Assignment: All lines from the one that contains "Where can the green" through the final line of the entries must be repeated exactly. No other lines belong in the output.

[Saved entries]

--

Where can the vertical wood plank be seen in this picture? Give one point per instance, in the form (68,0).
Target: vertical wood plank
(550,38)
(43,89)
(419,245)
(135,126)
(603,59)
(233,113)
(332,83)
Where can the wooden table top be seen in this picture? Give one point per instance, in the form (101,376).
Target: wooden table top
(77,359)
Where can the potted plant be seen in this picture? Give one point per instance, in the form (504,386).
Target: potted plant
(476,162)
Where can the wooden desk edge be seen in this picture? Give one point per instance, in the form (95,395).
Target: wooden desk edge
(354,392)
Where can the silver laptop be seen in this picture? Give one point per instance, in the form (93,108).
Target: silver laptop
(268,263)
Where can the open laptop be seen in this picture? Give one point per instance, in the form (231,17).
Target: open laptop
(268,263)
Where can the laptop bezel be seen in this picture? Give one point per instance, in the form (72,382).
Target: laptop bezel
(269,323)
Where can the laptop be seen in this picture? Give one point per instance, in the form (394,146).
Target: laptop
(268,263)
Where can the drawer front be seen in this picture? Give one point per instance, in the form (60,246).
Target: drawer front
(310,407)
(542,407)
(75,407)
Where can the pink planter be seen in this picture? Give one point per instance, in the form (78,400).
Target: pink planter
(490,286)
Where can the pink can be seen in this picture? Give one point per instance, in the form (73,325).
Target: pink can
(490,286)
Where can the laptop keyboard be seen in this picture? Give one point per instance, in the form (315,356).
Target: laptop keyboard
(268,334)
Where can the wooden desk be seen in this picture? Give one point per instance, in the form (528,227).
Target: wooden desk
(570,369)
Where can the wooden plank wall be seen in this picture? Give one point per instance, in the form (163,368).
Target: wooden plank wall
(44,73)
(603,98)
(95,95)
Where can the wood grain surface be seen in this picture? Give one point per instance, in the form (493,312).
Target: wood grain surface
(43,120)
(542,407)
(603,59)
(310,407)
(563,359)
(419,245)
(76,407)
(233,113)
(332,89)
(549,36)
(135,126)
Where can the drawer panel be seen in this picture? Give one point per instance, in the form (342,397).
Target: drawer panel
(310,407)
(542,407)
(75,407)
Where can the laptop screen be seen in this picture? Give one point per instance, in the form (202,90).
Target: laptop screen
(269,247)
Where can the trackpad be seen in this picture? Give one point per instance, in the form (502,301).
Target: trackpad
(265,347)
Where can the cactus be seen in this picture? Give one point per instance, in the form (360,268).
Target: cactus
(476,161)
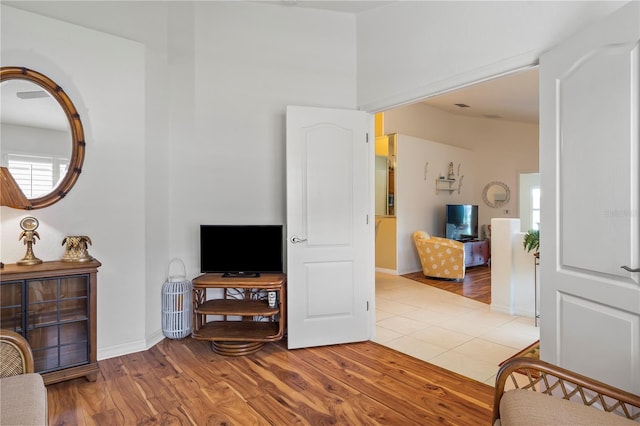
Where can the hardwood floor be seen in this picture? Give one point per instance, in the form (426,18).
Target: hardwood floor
(476,284)
(184,382)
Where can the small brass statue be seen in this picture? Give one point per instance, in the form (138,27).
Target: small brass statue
(29,225)
(76,248)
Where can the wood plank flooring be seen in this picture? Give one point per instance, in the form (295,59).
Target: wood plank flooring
(182,382)
(476,284)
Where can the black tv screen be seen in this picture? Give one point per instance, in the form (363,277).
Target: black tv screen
(461,222)
(241,249)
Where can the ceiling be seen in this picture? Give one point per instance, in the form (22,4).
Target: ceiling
(353,6)
(513,97)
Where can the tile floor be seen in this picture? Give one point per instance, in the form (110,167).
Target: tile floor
(451,331)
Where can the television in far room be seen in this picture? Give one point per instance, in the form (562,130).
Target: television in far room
(241,250)
(461,222)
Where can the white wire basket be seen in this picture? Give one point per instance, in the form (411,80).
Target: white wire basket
(176,304)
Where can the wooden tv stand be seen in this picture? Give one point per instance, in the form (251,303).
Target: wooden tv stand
(245,297)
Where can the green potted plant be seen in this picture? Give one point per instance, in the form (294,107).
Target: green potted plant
(532,240)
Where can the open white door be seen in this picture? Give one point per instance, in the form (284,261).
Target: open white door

--

Answer section:
Where can the green potted plant be seen in this picture? Give one point per instance, in the form (294,107).
Target: green potted plant
(532,240)
Where can the open white door be seen in this picture? Give one point per instance, in the form (284,261).
Target: open white door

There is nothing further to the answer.